Your response should contain every record below, copied exactly.

+ + + + + + +

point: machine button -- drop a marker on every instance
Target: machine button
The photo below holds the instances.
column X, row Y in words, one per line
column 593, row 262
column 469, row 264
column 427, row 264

+ + + + + + +

[Completed task]
point: machine button -- drop a marker on every instance
Target: machine button
The photo below holds the instances.
column X, row Y in words, one per line
column 593, row 262
column 469, row 264
column 427, row 264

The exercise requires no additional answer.